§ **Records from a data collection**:
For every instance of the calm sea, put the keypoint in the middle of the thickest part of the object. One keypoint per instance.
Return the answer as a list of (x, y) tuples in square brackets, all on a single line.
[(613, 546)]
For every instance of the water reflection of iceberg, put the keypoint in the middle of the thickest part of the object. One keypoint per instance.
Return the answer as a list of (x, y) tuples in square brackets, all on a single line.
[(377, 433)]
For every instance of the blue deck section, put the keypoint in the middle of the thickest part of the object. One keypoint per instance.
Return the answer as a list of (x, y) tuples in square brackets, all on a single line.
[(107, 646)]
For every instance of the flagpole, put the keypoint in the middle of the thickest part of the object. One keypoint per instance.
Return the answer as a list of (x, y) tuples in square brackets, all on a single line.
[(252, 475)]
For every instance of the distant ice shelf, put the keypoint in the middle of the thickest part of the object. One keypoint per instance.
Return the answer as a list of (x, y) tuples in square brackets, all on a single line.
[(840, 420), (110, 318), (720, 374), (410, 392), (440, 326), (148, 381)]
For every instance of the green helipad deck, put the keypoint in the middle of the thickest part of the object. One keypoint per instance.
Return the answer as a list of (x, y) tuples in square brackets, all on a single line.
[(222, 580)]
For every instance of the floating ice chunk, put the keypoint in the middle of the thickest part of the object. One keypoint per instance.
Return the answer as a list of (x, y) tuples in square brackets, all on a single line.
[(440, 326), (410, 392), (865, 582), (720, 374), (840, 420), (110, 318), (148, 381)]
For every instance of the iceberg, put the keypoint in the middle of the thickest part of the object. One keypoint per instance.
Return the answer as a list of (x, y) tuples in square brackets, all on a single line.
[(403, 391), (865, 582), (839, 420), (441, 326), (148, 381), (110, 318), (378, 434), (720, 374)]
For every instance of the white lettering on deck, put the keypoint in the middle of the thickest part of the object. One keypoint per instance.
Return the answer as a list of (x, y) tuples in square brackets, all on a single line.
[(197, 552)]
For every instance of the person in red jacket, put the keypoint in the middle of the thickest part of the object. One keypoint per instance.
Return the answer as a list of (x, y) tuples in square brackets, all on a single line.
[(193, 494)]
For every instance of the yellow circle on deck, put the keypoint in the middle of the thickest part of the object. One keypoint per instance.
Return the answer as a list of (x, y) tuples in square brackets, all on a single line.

§ **Task goal**:
From the records above, write out the part that opens with the line containing "For every instance of the green" and closes with the line containing "[(222, 580)]" as a numbered list. Include both of those lines and leave out any blank lines.

§ **Answer for the task**:
1. For every instance of the green helipad deck, put the keypoint in the middle of the thickest part of the object. One keypoint per instance.
2. Return the answer as a list of (x, y) tuples in square brackets, all on a single line.
3. [(222, 580)]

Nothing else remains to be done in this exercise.